__Problem requirements__
Below are some entries. Return exactly the lines from the one with "the drawer front" through the final line, leaving out any pictures.

__Entries__
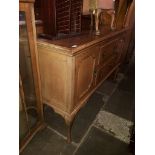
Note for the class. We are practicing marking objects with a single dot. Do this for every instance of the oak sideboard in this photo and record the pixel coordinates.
(72, 68)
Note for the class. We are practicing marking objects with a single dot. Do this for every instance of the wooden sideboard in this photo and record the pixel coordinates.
(72, 68)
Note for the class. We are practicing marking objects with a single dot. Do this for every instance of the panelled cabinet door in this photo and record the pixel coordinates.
(85, 72)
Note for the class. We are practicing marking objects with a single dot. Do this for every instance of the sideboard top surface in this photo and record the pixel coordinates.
(71, 45)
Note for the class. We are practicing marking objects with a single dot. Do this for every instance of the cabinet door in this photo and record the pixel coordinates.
(85, 72)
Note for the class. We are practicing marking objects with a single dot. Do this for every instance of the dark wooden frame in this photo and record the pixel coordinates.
(28, 7)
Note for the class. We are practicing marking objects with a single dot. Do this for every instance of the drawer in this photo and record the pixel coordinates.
(107, 51)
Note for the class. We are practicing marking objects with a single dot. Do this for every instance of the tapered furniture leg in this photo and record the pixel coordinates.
(69, 128)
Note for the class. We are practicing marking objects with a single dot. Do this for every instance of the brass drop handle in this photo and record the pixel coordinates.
(95, 72)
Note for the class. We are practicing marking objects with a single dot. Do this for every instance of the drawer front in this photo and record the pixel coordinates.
(107, 51)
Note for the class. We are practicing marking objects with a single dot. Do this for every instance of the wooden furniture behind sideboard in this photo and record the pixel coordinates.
(71, 69)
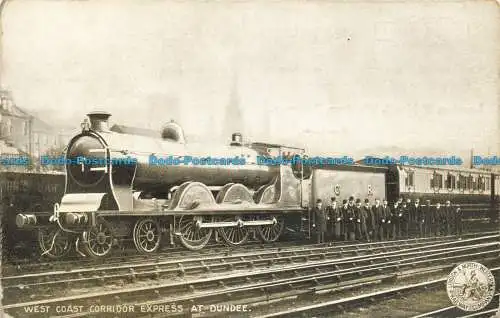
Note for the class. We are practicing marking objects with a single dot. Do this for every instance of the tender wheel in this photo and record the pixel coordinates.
(147, 235)
(53, 242)
(271, 233)
(234, 236)
(192, 237)
(98, 240)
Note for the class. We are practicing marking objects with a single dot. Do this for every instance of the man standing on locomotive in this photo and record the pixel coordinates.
(320, 220)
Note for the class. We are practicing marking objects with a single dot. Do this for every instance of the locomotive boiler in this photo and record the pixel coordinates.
(121, 187)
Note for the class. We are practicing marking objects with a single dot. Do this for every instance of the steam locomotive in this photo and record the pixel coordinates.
(108, 203)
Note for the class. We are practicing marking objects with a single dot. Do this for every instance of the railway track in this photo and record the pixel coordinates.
(191, 266)
(352, 302)
(244, 284)
(130, 256)
(452, 311)
(177, 253)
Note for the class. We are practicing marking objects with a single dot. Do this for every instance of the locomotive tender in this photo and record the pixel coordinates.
(109, 203)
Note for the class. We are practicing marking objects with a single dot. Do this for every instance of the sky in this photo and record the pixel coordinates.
(333, 77)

__The reply__
Note for the class. We are practicing marking objects with a single dot. Do this for every instance of the drawer front in this photo and record the pixel coordinates.
(107, 51)
Note for the class. We are practicing marking objects with a single dot. Do this for every instance of the wooden furniture behind sideboard in this photo and record the pixel coordinates.
(71, 69)
Note for the class. We are practicing marking objects with a single dot. Do this for every instance of the tender wheel in this photo and record the pixel coordinates.
(147, 235)
(53, 242)
(271, 233)
(234, 236)
(192, 237)
(98, 240)
Note for the class. We are practicing marking objects with a single dot. Do this for every instance of the man standing on locomotive in this photo and record the pixel coordinates.
(320, 220)
Note for the class. We are practicing marking objects with a single dot. Do this for every instance of the locomotive boiler in this photo and record the pixel coordinates.
(121, 187)
Note for the class. We are practicing marking objects with a single dot. Do this for every instance of the steam locomotive in this photo and record the pixel coordinates.
(108, 203)
Note for the class. We are practicing marking objects with a single dot. Do this for every instance of the railway track in this photo and record the pixel coordinates.
(191, 266)
(352, 302)
(244, 284)
(130, 256)
(452, 311)
(177, 253)
Note for the class. We are practicing marking objects with a single dot. Do this for every instance of the locomotive tender in this photo and record the pixel coordinates.
(109, 203)
Note for the class. We are practicing marking objects with a single dot. Do this for every instance of the sky in this photo and record the pixel coordinates.
(333, 77)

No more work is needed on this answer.